GIVEN RECORDS ▸
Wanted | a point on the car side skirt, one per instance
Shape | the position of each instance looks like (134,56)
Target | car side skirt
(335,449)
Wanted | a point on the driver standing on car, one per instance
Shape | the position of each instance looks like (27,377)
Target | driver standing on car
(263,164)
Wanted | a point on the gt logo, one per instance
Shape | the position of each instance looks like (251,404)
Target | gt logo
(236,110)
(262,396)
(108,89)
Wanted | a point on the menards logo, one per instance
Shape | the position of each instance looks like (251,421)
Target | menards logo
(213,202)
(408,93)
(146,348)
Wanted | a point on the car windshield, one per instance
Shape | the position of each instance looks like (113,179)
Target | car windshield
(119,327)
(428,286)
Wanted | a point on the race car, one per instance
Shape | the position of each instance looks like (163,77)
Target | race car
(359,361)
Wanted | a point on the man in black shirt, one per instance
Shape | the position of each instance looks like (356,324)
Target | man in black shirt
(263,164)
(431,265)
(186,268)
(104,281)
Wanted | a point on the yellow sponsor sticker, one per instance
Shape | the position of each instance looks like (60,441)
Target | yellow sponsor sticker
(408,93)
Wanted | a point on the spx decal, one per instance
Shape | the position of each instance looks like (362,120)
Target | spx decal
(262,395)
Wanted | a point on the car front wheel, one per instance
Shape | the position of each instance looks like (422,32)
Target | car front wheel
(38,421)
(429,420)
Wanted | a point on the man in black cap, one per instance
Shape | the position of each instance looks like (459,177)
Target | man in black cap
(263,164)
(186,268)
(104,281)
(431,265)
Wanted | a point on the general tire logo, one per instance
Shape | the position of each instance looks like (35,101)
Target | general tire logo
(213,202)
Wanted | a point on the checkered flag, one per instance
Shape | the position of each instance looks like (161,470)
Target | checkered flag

DIRECTIVE ▸ Take the entries above and transcribe them exactly.

TASK ANSWER ▸
Wanted | a point on the car side skirt, one per instance
Shape | the position of each instance looks like (134,56)
Target | car side skirt
(335,449)
Wanted | a point on the driver standing on car, one per instance
Shape | the position of each instance looks like (27,377)
Target | driver standing on car
(263,164)
Wanted | a point on the gt logo, one per instance
Shape | the position of each instance looks like (251,404)
Target | gt logo
(236,110)
(262,396)
(108,89)
Wanted | a point on the menards logo, one per instance
Shape | the position of each instance looks like (251,421)
Target | menards logo
(213,202)
(408,93)
(146,348)
Wanted | a point on the car windshield, one per instance
Shape | the position of each instance looks like (113,179)
Target | car windshield
(119,327)
(428,286)
Wanted | a point on the race car, one per instance
Shape | the position of each instance looks like (163,77)
Target | race car
(359,361)
Wanted | a point on the man in black shirt, one per instance
Shape | the position of each instance looks like (356,324)
Target | man in black shirt
(263,164)
(431,265)
(186,268)
(104,281)
Wanted | a point on the yellow sponsor sticker, one per instance
Shape | the position of each instance looks like (60,441)
Target | yellow sponsor sticker
(408,93)
Wanted | a point on the spx decal, one per instance
Shape | the position of each instance looks like (362,120)
Target | spx decal
(262,395)
Wanted | a point on the car front wheel, one per instance
Shape | the position of each instance looks like (422,32)
Target | car front wheel
(38,421)
(429,420)
Wanted | a point on the man in black cap, one per instance
Shape | the position of each instance looks like (459,177)
Target | man in black cap
(263,164)
(186,268)
(104,281)
(431,265)
Wanted | a point on the general tire logo, one per instance
Shape | the position of each instance looks like (35,101)
Target | general tire logo
(213,202)
Wanted | a point on the checkered flag, one per instance
Shape | the position of each instance looks like (161,470)
Target | checkered flag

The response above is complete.